Brief: Needed from the data below: every line from the one with "Give every instance of the cloudy" up to and including the one with "Give every instance of the sand", repeated exactly and with nothing else.

··········

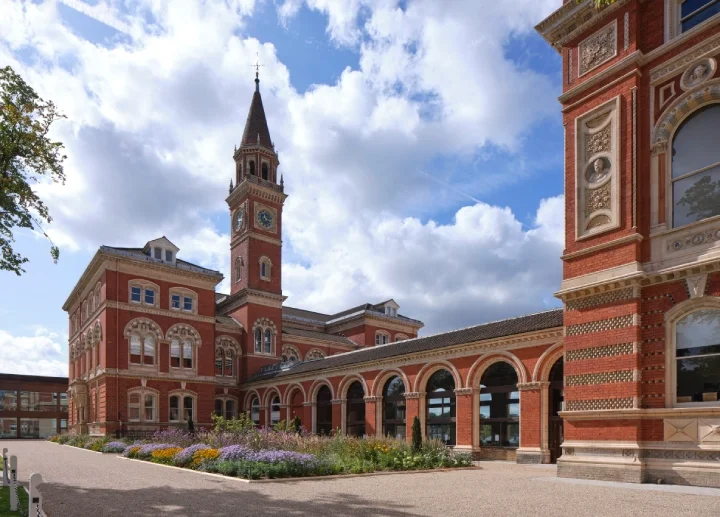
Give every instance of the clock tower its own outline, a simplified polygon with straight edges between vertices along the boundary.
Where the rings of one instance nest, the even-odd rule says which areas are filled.
[[[218,310],[244,326],[248,339],[243,352],[257,355],[263,359],[260,363],[268,364],[267,360],[280,355],[281,347],[275,340],[280,340],[282,324],[281,231],[287,196],[278,173],[280,162],[270,138],[257,73],[245,130],[233,158],[235,178],[226,199],[231,222],[231,288],[230,296]],[[272,337],[266,336],[268,329]],[[260,343],[257,330],[262,332]],[[248,368],[256,370],[257,365],[253,368],[251,363]]]

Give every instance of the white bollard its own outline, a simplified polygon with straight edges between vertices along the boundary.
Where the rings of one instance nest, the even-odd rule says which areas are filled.
[[[10,510],[17,512],[17,456],[10,456]]]
[[[10,486],[10,477],[8,476],[8,450],[7,447],[3,448],[3,479],[2,486]]]
[[[28,497],[28,517],[40,517],[42,515],[42,496],[38,485],[43,482],[40,474],[30,474],[30,494]]]

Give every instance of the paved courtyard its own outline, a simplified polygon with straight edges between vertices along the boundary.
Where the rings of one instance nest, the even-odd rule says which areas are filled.
[[[720,514],[720,490],[558,480],[550,466],[247,484],[40,441],[0,441],[40,472],[49,517]]]

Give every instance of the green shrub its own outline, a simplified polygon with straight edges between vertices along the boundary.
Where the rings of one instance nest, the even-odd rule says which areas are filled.
[[[412,423],[412,450],[420,452],[420,449],[422,449],[422,429],[420,429],[420,419],[415,417]]]
[[[255,429],[255,423],[245,413],[226,420],[221,415],[212,415],[213,430],[216,433],[246,434]]]
[[[60,445],[65,445],[70,441],[70,438],[72,438],[72,436],[69,434],[61,434],[57,437],[57,443],[59,443]]]
[[[90,437],[86,434],[73,434],[70,435],[70,439],[67,441],[67,444],[72,447],[80,447],[82,449],[89,441]]]

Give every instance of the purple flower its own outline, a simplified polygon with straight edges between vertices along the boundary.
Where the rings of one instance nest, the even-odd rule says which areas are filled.
[[[190,461],[193,458],[193,454],[195,454],[197,451],[201,451],[203,449],[210,449],[211,447],[209,445],[205,445],[204,443],[196,443],[195,445],[191,445],[190,447],[186,447],[185,449],[181,450],[175,455],[174,461],[176,465],[185,465],[187,463],[190,463]]]
[[[244,460],[252,451],[244,445],[228,445],[220,449],[220,460]]]
[[[102,452],[123,452],[127,448],[127,444],[123,442],[108,442],[102,449]]]
[[[312,454],[294,451],[259,451],[250,453],[246,459],[260,463],[299,463],[302,465],[317,462],[317,458]]]

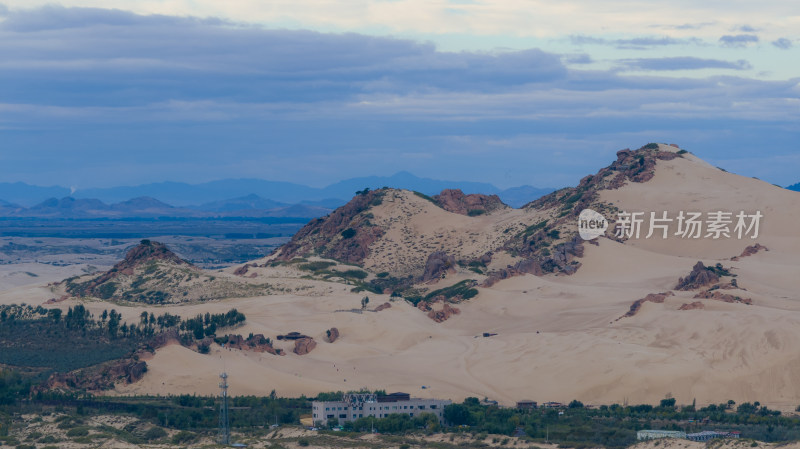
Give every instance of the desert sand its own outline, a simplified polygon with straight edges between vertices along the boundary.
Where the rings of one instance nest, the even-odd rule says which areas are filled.
[[[233,333],[274,338],[298,331],[318,342],[302,356],[287,342],[277,342],[285,356],[216,345],[201,355],[170,345],[147,361],[144,379],[118,386],[115,394],[215,394],[224,370],[234,395],[381,388],[453,400],[488,397],[507,405],[519,399],[653,404],[672,395],[679,404],[757,400],[794,410],[800,404],[800,194],[723,172],[689,154],[659,161],[652,180],[603,191],[601,199],[622,210],[760,210],[764,218],[755,240],[620,243],[601,237],[597,246],[585,245],[575,275],[517,276],[481,288],[477,297],[457,306],[459,315],[443,323],[402,300],[377,313],[338,311],[358,308],[364,293],[351,293],[351,286],[341,283],[302,279],[286,267],[252,270],[255,279],[282,286],[268,296],[164,307],[86,305],[95,313],[115,307],[130,321],[137,321],[142,310],[193,316],[236,307],[247,321]],[[376,221],[396,223],[374,243],[365,265],[374,272],[418,266],[412,245],[426,252],[458,248],[460,254],[479,255],[505,229],[523,229],[539,219],[523,210],[465,217],[402,192],[374,214]],[[756,242],[769,251],[730,260]],[[678,278],[698,260],[731,268],[740,287],[735,293],[752,304],[694,299],[696,291],[675,291]],[[493,264],[510,261],[498,256]],[[219,275],[232,276],[232,270]],[[482,278],[461,270],[436,288]],[[666,291],[675,294],[619,319],[637,299]],[[23,286],[0,293],[0,303],[41,304],[53,294],[41,285]],[[390,300],[369,296],[370,308]],[[678,310],[694,301],[704,309]],[[335,343],[324,341],[331,327],[341,333]],[[484,332],[497,335],[487,338]]]

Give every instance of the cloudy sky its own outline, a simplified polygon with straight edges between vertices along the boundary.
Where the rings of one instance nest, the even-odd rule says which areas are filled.
[[[0,0],[0,182],[561,187],[652,141],[800,181],[796,4]]]

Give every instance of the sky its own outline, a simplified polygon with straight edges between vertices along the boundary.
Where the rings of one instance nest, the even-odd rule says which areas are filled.
[[[800,181],[794,2],[0,0],[0,182],[563,187],[648,142]]]

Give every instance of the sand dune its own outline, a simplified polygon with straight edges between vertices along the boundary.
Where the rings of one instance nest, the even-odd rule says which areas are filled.
[[[287,355],[217,346],[210,355],[200,355],[173,345],[148,361],[142,381],[120,386],[117,393],[212,394],[224,369],[232,394],[274,389],[294,396],[367,387],[423,397],[486,396],[506,404],[523,398],[656,403],[667,394],[682,404],[728,399],[784,409],[800,404],[800,234],[794,223],[800,194],[685,155],[659,161],[648,182],[602,191],[601,200],[623,210],[761,210],[764,219],[761,235],[752,241],[619,243],[601,238],[598,246],[585,245],[576,274],[501,281],[480,289],[479,296],[457,306],[461,314],[440,324],[401,300],[377,313],[337,312],[357,308],[364,294],[335,282],[302,279],[285,266],[255,268],[256,279],[286,288],[256,298],[117,309],[136,320],[142,310],[191,316],[236,307],[247,322],[234,332],[274,337],[299,331],[317,339],[316,349],[298,356],[289,343],[279,342]],[[523,229],[537,220],[536,212],[522,210],[481,217],[451,214],[407,192],[385,198],[373,213],[375,222],[391,222],[365,262],[373,272],[417,266],[418,258],[406,251],[409,246],[480,255],[497,246],[505,229]],[[769,251],[730,260],[755,242]],[[513,258],[498,255],[496,260],[510,263]],[[732,291],[751,298],[752,305],[675,291],[678,278],[698,260],[731,268],[740,287]],[[443,282],[466,278],[480,276],[461,270]],[[618,319],[637,299],[665,291],[674,296],[661,304],[644,303],[635,316]],[[36,304],[48,295],[46,289],[19,288],[0,295],[0,302]],[[389,301],[386,295],[370,297],[371,305]],[[704,309],[678,310],[694,301]],[[109,307],[102,302],[87,306],[94,311]],[[325,330],[334,326],[341,338],[324,342]],[[487,338],[484,332],[497,335]]]

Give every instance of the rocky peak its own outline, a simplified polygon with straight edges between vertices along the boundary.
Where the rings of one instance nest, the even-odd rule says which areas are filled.
[[[125,254],[125,258],[117,262],[111,271],[132,274],[134,268],[151,260],[161,260],[174,263],[175,265],[191,265],[189,262],[178,257],[177,254],[173,253],[163,243],[142,240],[138,245],[128,250],[128,253]]]
[[[278,260],[291,260],[309,253],[328,259],[360,264],[369,255],[369,245],[380,238],[384,229],[374,226],[367,212],[380,205],[386,189],[365,189],[350,202],[327,217],[311,220],[280,247]]]
[[[442,209],[455,214],[477,216],[507,208],[497,195],[471,193],[465,195],[459,189],[445,189],[433,199]]]
[[[694,264],[692,272],[689,273],[688,276],[678,280],[678,285],[675,287],[675,290],[694,290],[717,282],[719,282],[717,273],[709,270],[703,265],[703,262],[698,261]]]

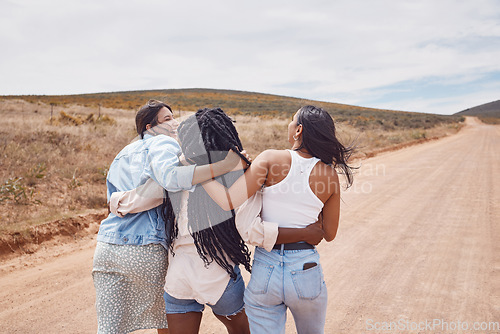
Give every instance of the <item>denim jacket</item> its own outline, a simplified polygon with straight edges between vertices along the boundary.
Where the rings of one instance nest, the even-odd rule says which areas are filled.
[[[179,166],[181,149],[165,135],[144,135],[125,146],[109,167],[108,202],[116,191],[137,188],[149,178],[168,191],[192,190],[195,165]],[[110,213],[101,222],[97,241],[118,245],[162,244],[166,247],[165,223],[160,207],[119,218]]]

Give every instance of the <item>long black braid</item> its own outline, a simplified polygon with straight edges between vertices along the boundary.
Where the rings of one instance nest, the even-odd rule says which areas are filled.
[[[223,160],[230,149],[243,149],[233,122],[220,108],[198,110],[182,122],[178,136],[186,160],[197,165]],[[241,172],[234,172],[215,179],[230,187],[240,175]],[[179,212],[180,202],[180,193],[167,194],[163,202],[167,244],[171,251],[178,236],[175,212]],[[236,274],[229,260],[250,271],[250,251],[236,229],[233,210],[222,210],[201,186],[189,193],[187,209],[189,231],[206,265],[215,261],[232,279],[236,279]]]

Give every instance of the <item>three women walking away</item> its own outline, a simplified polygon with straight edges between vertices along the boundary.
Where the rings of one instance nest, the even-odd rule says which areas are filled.
[[[232,147],[242,150],[231,119],[220,109],[199,110],[182,123],[178,135],[185,160],[198,166],[222,159]],[[239,175],[230,173],[216,180],[231,185]],[[162,196],[161,189],[148,181],[112,195],[112,211],[118,216],[163,204],[170,250],[164,298],[171,334],[198,333],[205,305],[229,333],[249,333],[243,310],[245,285],[238,266],[250,269],[245,241],[270,250],[277,240],[318,243],[322,239],[319,226],[279,229],[276,223],[262,222],[257,217],[259,200],[252,199],[235,215],[223,211],[202,187]]]
[[[284,333],[288,308],[298,333],[323,333],[327,291],[314,245],[337,233],[337,170],[352,183],[352,151],[330,115],[299,109],[288,127],[291,149],[262,152],[243,175],[226,174],[246,164],[220,109],[179,127],[188,166],[179,166],[178,123],[167,105],[148,103],[136,123],[143,139],[118,154],[107,180],[112,213],[93,270],[99,333],[168,333],[165,318],[170,333],[197,333],[205,305],[229,333]],[[245,242],[256,246],[246,289]]]

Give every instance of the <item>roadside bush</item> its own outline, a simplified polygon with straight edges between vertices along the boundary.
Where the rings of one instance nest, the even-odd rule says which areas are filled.
[[[87,117],[83,118],[79,115],[69,115],[64,111],[59,113],[59,117],[56,119],[56,123],[79,126],[82,124],[104,124],[104,125],[115,125],[116,120],[108,115],[102,115],[101,117],[96,117],[94,114],[88,114]]]
[[[22,177],[11,177],[0,186],[0,204],[40,204],[34,199],[34,188],[26,186]]]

··········

Exercise output:
Give every instance of the cloudy sky its own outline, a simplified polygon with straight edges between vertices along the boundary.
Where the rings of one instance nest, the even-odd rule says which areas are filled.
[[[0,0],[0,182],[561,187],[652,141],[800,181],[796,4]]]

Give every instance of the sky its own outline, a simplified polygon with straight edges between vertices along the boundary.
Where the rings of one instance nest, the even-odd rule says which areas are filled.
[[[800,181],[794,2],[0,0],[0,182],[563,187],[648,142]]]

Give every instance of the sand dune its own outline, a simplified polygon with straight edges between vertices along the boundary.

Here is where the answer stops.